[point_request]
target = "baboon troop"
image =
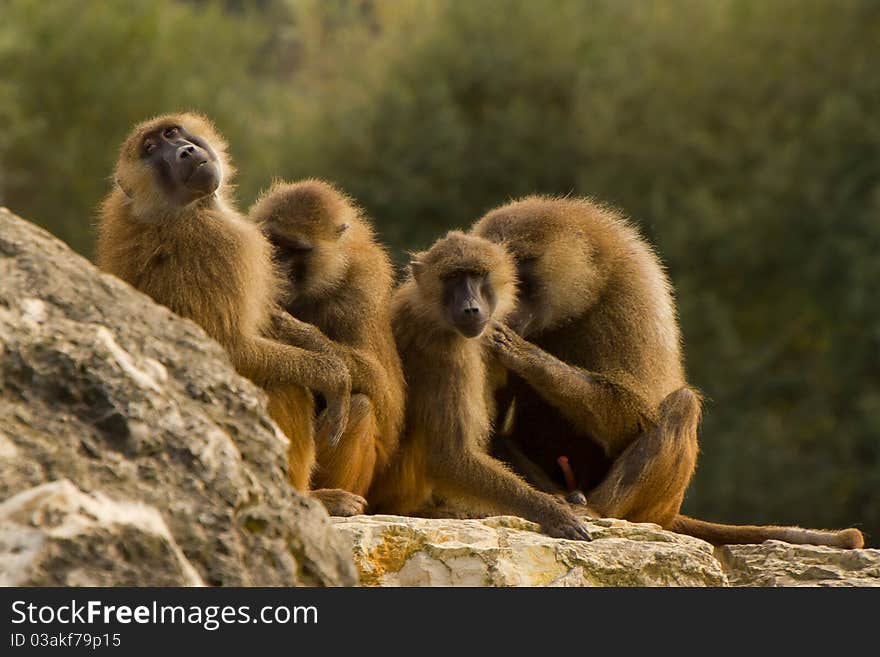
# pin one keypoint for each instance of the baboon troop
(530, 366)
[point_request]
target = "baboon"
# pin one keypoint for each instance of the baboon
(456, 289)
(596, 372)
(339, 279)
(169, 228)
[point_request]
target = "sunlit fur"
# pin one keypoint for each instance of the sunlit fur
(448, 392)
(618, 406)
(442, 465)
(347, 295)
(204, 261)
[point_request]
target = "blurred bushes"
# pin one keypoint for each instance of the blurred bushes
(742, 136)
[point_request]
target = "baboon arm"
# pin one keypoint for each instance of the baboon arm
(288, 329)
(268, 363)
(367, 375)
(597, 404)
(479, 478)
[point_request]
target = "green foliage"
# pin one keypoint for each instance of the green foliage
(741, 135)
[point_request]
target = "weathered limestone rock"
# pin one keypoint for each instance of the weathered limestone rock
(509, 551)
(104, 388)
(56, 535)
(774, 563)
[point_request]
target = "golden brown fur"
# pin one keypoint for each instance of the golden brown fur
(596, 369)
(341, 285)
(204, 261)
(443, 459)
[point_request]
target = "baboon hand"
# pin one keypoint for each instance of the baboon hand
(509, 347)
(566, 525)
(340, 502)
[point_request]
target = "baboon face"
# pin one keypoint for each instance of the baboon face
(184, 164)
(467, 281)
(469, 301)
(168, 162)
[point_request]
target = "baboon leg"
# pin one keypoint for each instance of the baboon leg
(648, 480)
(349, 465)
(485, 482)
(291, 407)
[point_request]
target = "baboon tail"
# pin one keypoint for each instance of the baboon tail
(718, 534)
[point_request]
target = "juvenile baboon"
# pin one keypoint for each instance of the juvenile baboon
(169, 228)
(457, 288)
(339, 279)
(597, 377)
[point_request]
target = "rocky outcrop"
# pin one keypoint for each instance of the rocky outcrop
(127, 442)
(774, 563)
(507, 551)
(55, 534)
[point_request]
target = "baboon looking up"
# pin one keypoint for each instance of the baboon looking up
(170, 229)
(456, 290)
(338, 278)
(596, 370)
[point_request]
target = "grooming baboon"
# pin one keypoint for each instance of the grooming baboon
(339, 279)
(600, 380)
(456, 290)
(170, 229)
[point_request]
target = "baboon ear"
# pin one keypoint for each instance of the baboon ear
(123, 188)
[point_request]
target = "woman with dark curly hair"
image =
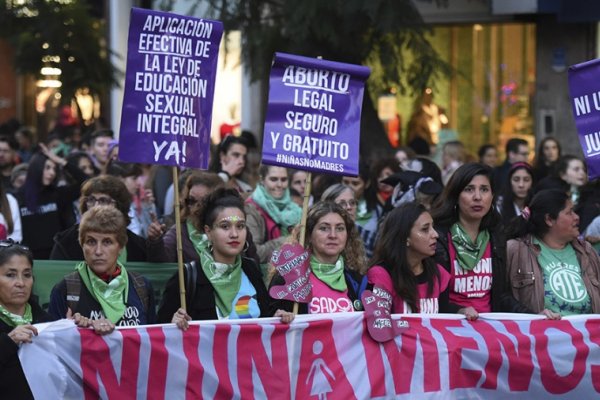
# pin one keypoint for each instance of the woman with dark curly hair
(337, 261)
(403, 263)
(19, 310)
(471, 246)
(45, 207)
(228, 285)
(102, 190)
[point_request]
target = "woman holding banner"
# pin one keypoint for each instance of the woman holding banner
(403, 262)
(271, 212)
(101, 293)
(18, 311)
(228, 285)
(549, 267)
(470, 244)
(337, 258)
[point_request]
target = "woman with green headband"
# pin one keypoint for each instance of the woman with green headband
(337, 262)
(226, 283)
(101, 293)
(18, 311)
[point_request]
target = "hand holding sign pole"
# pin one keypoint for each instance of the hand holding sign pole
(169, 89)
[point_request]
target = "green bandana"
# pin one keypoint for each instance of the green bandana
(111, 295)
(15, 320)
(122, 256)
(330, 274)
(226, 279)
(468, 253)
(284, 211)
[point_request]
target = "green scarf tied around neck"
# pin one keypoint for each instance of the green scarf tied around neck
(330, 274)
(111, 295)
(226, 279)
(15, 320)
(468, 253)
(284, 211)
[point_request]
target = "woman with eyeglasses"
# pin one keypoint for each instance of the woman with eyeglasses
(337, 262)
(19, 310)
(45, 207)
(271, 212)
(104, 190)
(101, 293)
(228, 285)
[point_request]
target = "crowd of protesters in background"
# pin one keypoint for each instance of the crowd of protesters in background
(461, 206)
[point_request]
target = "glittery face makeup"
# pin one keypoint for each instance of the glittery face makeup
(227, 235)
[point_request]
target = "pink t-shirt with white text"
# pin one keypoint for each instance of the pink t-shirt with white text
(327, 300)
(471, 288)
(428, 303)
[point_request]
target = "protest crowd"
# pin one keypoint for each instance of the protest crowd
(429, 229)
(474, 244)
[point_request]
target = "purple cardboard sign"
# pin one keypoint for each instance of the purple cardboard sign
(292, 263)
(169, 89)
(313, 116)
(584, 85)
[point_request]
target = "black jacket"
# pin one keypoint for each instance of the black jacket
(501, 296)
(13, 384)
(67, 247)
(54, 213)
(203, 306)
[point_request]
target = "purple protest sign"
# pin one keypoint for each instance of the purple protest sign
(313, 116)
(291, 261)
(584, 85)
(169, 89)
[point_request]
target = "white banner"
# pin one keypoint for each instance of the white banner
(329, 356)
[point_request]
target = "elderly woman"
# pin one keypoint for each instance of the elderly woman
(336, 261)
(101, 292)
(228, 285)
(103, 191)
(549, 267)
(18, 311)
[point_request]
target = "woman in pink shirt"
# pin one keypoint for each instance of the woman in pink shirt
(403, 266)
(336, 261)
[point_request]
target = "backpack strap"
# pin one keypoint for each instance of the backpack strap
(139, 284)
(73, 281)
(191, 276)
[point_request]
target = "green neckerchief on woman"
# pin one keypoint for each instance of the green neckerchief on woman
(468, 253)
(111, 295)
(330, 274)
(283, 211)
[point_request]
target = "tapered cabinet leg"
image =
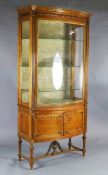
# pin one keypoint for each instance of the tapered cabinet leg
(31, 161)
(70, 143)
(84, 144)
(19, 148)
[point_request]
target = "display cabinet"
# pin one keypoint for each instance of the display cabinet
(52, 78)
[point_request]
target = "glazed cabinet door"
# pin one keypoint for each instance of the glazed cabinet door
(24, 61)
(73, 123)
(59, 63)
(47, 125)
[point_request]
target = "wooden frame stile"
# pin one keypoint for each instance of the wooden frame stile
(29, 115)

__________________________________________________

▸ **Aim of the task**
Every line of the data above should be quoted exactly. Omit the pictures.

▸ **Answer to this exercise**
[point_request]
target = "baboon troop"
image =
# pin one keypoint for each instance of the baboon troop
(530, 366)
[point_request]
target = "baboon"
# pin one keypoint for each instance of the baboon
(456, 289)
(596, 372)
(339, 279)
(169, 228)
[point_request]
target = "sunlit fur"
# pin one keypoint for each instance of the sunlit fur
(448, 392)
(618, 406)
(442, 465)
(347, 295)
(204, 261)
[point_request]
target = "blurred bushes"
# pin one keypoint for each instance of the blurred bushes
(742, 136)
[point_request]
target = "baboon arm"
# pin one keypoint for each instance of the baboon arm
(288, 329)
(268, 363)
(367, 375)
(597, 404)
(479, 478)
[point_request]
target = "green foliage"
# pin one keypoint for each instance of the green foliage
(741, 135)
[point_request]
target = "weathered limestone rock"
# pin one keypoint for each instance of the weathered limestone rock
(509, 551)
(104, 388)
(56, 535)
(774, 563)
[point_request]
target = "golden brown fur"
# pin one keypoint for each instance of the golden brown fur
(596, 369)
(341, 285)
(204, 261)
(443, 459)
[point_request]
target = "baboon hand"
# pin one keypoint for each instance of the baboon hand
(509, 347)
(566, 525)
(340, 502)
[point_request]
target = "baboon face"
# pin one keypoint for each instance of the baboon face
(184, 164)
(467, 281)
(469, 301)
(168, 162)
[point_request]
target = "baboon leg"
# pin one keypoint for each instance of the baboon leg
(648, 480)
(349, 465)
(485, 482)
(291, 407)
[point_request]
target = "baboon tail"
# pin one keypoint for each instance of the baboon tail
(718, 534)
[point_request]
target = "juvenile baboon"
# pin one keypoint for each instance of the juvenile baboon
(169, 228)
(457, 288)
(339, 279)
(597, 377)
[point_request]
target = "rocky outcrop"
# pin one keypoint for each instance of the rocky outcrop
(127, 442)
(774, 563)
(507, 551)
(55, 534)
[point_request]
target = "baboon looking up"
# pin one keypoint for each instance of the baboon looking up
(170, 229)
(456, 290)
(338, 278)
(596, 370)
[point_request]
target = "grooming baboon"
# pin one keypoint for each instance of the grooming baboon
(339, 279)
(600, 380)
(456, 290)
(170, 229)
[point_request]
target = "baboon ear"
# pin one keypoint for each instance of the baboon ear
(123, 188)
[point_request]
target = "woman with dark curly hair"
image =
# pin one keypoint for each instance of the woman with dark curly hair
(337, 261)
(403, 263)
(19, 310)
(471, 246)
(45, 207)
(228, 285)
(102, 190)
[point_request]
target = "woman holding banner"
# pin one keypoint for each instance of the woman holding banner
(403, 262)
(271, 212)
(101, 293)
(18, 311)
(228, 285)
(549, 267)
(470, 244)
(337, 258)
[point_request]
target = "woman with green headband"
# pin one keypoint for each instance of the woman with green headband
(337, 262)
(226, 283)
(101, 293)
(18, 311)
[point_request]
target = "hand holding sign pole"
# pin one keypoint for each instance of the hand holding sign pole
(169, 89)
[point_request]
target = "green bandana"
# pin one keypoint for each instance of the green bandana
(111, 295)
(15, 320)
(122, 256)
(330, 274)
(226, 279)
(468, 253)
(284, 211)
[point_request]
target = "green scarf tied around neck"
# pin one keypoint for each instance of the green scarf tied around neck
(330, 274)
(111, 295)
(226, 279)
(15, 320)
(468, 253)
(284, 211)
[point_request]
target = "woman with eyeglasses"
# pin one keypoint for each instance of the woman with eyeglasses
(337, 262)
(19, 310)
(45, 207)
(271, 212)
(104, 190)
(101, 293)
(228, 285)
[point_request]
target = "crowd of protesters in background"
# pin one keypoint for each instance of the crowd of protesters in background
(461, 206)
[point_request]
target = "glittery face makeup"
# pin one keypoint for each instance of the glittery face makeup
(227, 235)
[point_request]
target = "pink t-shirt with white text"
# pin one keypoint for each instance of the pink t-shirt with white text
(327, 300)
(471, 288)
(428, 303)
[point_request]
target = "protest crowd"
# pin one keypoint for each instance of the protest crowd
(429, 229)
(474, 244)
[point_request]
target = "purple cardboard sign"
# pin one keypoint for each instance of the purple cardboard sign
(292, 263)
(169, 89)
(313, 116)
(584, 85)
[point_request]
target = "black jacket"
# pin one keypoint for each instance of the black jacket
(501, 296)
(13, 384)
(67, 247)
(54, 213)
(203, 306)
[point_request]
target = "purple protest sign"
# pin one keypoint for each instance of the purple protest sign
(313, 116)
(291, 261)
(584, 85)
(169, 89)
[point_request]
target = "white banner"
# pin one keypoint for each instance of the white banner
(329, 356)
[point_request]
target = "elderly woman"
# pin one keypoint for each instance of the elderly woman
(336, 261)
(101, 292)
(228, 285)
(103, 191)
(549, 267)
(18, 311)
[point_request]
target = "woman in pink shirt"
# pin one keypoint for each instance of the woman in pink shirt
(403, 266)
(336, 261)
[point_request]
target = "backpack strap"
# pin one keypoint for each instance of the backpack strap
(139, 284)
(73, 281)
(191, 276)
[point_request]
target = "green neckerchief on woman"
# pin one keypoint for each instance of the green neckerchief on woman
(468, 253)
(111, 295)
(330, 274)
(283, 211)
[point_request]
target = "tapered cabinet leg"
image =
# pin one keypoint for each instance of the tapered cabinet leg
(31, 161)
(70, 143)
(84, 144)
(19, 148)
[point_request]
target = "display cabinet"
# pin one keypoint for each instance of the display cabinet
(52, 78)
[point_request]
target = "glazed cabinet door"
# pin one keypoint for each instance of the glazed cabinet door
(24, 61)
(73, 123)
(59, 63)
(47, 125)
[point_request]
target = "wooden frame stile"
# pin one keypoint for each instance of the wooden frame stile
(29, 115)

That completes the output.